▶ Provided data
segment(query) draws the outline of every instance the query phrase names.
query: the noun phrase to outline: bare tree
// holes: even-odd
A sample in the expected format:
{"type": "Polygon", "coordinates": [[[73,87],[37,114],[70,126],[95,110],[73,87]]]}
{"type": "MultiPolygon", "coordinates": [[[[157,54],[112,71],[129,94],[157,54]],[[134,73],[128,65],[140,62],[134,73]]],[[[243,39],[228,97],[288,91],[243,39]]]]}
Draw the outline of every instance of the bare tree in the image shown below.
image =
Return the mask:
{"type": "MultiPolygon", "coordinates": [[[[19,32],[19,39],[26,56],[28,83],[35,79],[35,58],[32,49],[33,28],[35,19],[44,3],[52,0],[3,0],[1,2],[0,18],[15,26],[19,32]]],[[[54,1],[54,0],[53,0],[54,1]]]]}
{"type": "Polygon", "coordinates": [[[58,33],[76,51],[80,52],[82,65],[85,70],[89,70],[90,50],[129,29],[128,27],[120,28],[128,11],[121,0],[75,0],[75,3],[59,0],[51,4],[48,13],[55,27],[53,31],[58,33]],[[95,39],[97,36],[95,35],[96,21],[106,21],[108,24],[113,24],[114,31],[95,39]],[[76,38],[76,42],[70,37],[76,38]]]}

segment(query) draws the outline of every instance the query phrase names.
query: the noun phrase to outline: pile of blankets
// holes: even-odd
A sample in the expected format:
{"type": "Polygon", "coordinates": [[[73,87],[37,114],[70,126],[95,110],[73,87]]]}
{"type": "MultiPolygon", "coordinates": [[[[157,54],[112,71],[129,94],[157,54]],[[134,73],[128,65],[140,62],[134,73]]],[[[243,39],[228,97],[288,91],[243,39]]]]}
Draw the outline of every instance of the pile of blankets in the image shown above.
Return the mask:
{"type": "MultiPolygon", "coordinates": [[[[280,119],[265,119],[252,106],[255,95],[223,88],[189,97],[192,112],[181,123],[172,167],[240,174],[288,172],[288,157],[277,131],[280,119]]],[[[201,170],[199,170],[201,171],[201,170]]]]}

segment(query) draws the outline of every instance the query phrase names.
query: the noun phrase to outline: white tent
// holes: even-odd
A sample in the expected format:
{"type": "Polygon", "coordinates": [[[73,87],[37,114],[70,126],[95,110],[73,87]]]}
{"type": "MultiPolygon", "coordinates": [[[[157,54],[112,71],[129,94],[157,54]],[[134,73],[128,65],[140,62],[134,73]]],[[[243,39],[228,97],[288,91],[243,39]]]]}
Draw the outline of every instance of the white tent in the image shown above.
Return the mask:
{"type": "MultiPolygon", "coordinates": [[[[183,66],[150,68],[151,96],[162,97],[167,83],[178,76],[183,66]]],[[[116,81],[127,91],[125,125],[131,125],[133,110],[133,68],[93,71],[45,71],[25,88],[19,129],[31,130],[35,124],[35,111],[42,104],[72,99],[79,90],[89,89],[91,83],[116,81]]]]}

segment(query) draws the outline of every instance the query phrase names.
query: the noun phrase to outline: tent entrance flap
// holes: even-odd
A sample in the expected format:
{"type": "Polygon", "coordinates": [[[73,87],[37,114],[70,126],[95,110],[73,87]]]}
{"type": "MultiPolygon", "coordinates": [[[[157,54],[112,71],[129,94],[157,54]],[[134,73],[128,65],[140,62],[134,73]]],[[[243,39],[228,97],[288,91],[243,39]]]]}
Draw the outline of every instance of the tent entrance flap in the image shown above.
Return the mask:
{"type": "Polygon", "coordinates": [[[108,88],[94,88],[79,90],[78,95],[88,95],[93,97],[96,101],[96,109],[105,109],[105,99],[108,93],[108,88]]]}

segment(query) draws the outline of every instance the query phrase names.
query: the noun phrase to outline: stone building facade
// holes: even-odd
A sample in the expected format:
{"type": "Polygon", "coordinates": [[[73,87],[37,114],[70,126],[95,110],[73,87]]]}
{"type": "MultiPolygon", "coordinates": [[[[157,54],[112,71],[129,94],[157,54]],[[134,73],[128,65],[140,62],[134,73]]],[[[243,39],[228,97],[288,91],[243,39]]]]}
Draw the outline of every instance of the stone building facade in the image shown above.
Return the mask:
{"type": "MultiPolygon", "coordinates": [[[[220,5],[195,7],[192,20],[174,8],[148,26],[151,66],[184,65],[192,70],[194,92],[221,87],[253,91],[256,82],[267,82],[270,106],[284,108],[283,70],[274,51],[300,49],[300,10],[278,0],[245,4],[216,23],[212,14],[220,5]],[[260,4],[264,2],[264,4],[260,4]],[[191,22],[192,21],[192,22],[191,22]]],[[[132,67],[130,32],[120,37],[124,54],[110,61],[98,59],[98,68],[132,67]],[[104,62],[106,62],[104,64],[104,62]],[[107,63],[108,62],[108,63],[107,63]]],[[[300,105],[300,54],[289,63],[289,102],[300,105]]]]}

▶ Problem
An exact copy of all the entries is what's needed; write it out.

▶ Solution to the exercise
segment(query) draws the outline of every instance the query phrase names.
query: the noun phrase to outline: bare tree
// holes: even-odd
A sample in the expected format:
{"type": "Polygon", "coordinates": [[[73,87],[37,114],[70,126],[95,110],[73,87]]]}
{"type": "MultiPolygon", "coordinates": [[[[157,54],[112,71],[129,94],[157,54]],[[134,73],[128,65],[140,62],[134,73]]],[[[243,39],[228,97],[288,91],[243,39]]]]}
Draw the outline of every instance of the bare tree in the image shown below.
image =
Return the mask:
{"type": "MultiPolygon", "coordinates": [[[[19,32],[19,39],[26,56],[28,83],[35,79],[35,58],[32,49],[33,28],[35,19],[44,3],[52,0],[3,0],[1,2],[0,18],[15,26],[19,32]]],[[[54,1],[54,0],[53,0],[54,1]]]]}
{"type": "Polygon", "coordinates": [[[58,33],[76,51],[80,52],[82,65],[85,70],[89,70],[90,50],[129,29],[128,27],[120,28],[128,11],[121,0],[75,0],[75,3],[59,0],[51,4],[48,13],[55,27],[53,31],[58,33]],[[95,39],[97,36],[95,35],[96,21],[106,21],[108,24],[113,24],[114,31],[95,39]],[[76,38],[76,42],[70,37],[76,38]]]}

segment(query) draws the outline of every instance the query phrase names.
query: the noun phrase to outline: pile of blankets
// holes: even-odd
A sample in the expected format:
{"type": "Polygon", "coordinates": [[[73,87],[37,114],[70,126],[95,110],[73,87]]]}
{"type": "MultiPolygon", "coordinates": [[[[157,54],[112,71],[129,94],[157,54]],[[134,73],[128,65],[140,62],[134,73]]],[[[243,39],[228,97],[288,91],[243,39]]]]}
Draw the outline of every instance of the pile of blankets in the image shown above.
Return the mask:
{"type": "MultiPolygon", "coordinates": [[[[280,119],[265,119],[252,106],[255,95],[223,88],[189,97],[192,112],[181,123],[172,167],[240,174],[288,172],[288,157],[277,131],[280,119]]],[[[201,170],[199,170],[201,171],[201,170]]]]}

segment(query) draws the outline of every instance the query phrase names.
query: the noun phrase to outline: white tent
// holes: even-odd
A sample in the expected format:
{"type": "Polygon", "coordinates": [[[73,87],[37,114],[70,126],[95,110],[73,87]]]}
{"type": "MultiPolygon", "coordinates": [[[[157,54],[112,71],[129,94],[157,54]],[[134,73],[128,65],[140,62],[134,73]]],[[[243,39],[228,97],[288,91],[243,39]]]]}
Draw the outline of every instance of the white tent in the image shown above.
Return the mask:
{"type": "MultiPolygon", "coordinates": [[[[183,66],[150,68],[151,96],[162,97],[167,83],[178,76],[183,66]]],[[[116,81],[127,91],[125,125],[131,125],[133,110],[133,68],[93,71],[45,71],[25,88],[19,129],[31,130],[35,124],[35,111],[42,104],[72,99],[79,90],[89,89],[91,83],[116,81]]]]}

segment(query) draws the outline of every instance the query phrase names.
query: the noun phrase to outline: tent entrance flap
// holes: even-odd
A sample in the expected format:
{"type": "Polygon", "coordinates": [[[73,87],[37,114],[70,126],[95,110],[73,87]]]}
{"type": "MultiPolygon", "coordinates": [[[[157,54],[112,71],[129,94],[157,54]],[[134,73],[128,65],[140,62],[134,73]]],[[[243,39],[228,97],[288,91],[243,39]]]]}
Draw the outline of every instance of the tent entrance flap in the image shown above.
Return the mask:
{"type": "Polygon", "coordinates": [[[108,88],[94,88],[79,90],[78,95],[88,95],[93,97],[96,101],[96,109],[105,109],[105,99],[108,93],[108,88]]]}

segment(query) draws the outline of every instance the query phrase names.
query: the noun phrase to outline: stone building facade
// holes: even-odd
A sample in the expected format:
{"type": "Polygon", "coordinates": [[[73,87],[37,114],[70,126],[95,110],[73,87]]]}
{"type": "MultiPolygon", "coordinates": [[[[157,54],[112,71],[129,94],[157,54]],[[134,73],[128,65],[140,62],[134,73]]],[[[243,39],[228,97],[288,91],[243,39]]]]}
Draw the outline of every instance of the stone building facade in the image shown above.
Return the mask:
{"type": "MultiPolygon", "coordinates": [[[[220,5],[195,7],[192,20],[174,8],[148,26],[151,66],[184,65],[192,70],[194,92],[221,87],[253,91],[256,82],[267,82],[270,106],[284,108],[283,70],[274,51],[300,49],[300,10],[278,0],[245,4],[216,23],[212,14],[220,5]],[[260,4],[264,2],[264,4],[260,4]],[[191,22],[192,21],[192,22],[191,22]]],[[[132,67],[130,32],[120,37],[124,54],[110,61],[98,59],[98,68],[132,67]],[[104,62],[106,62],[104,64],[104,62]],[[107,63],[108,62],[108,63],[107,63]]],[[[300,105],[300,54],[289,63],[289,102],[300,105]]]]}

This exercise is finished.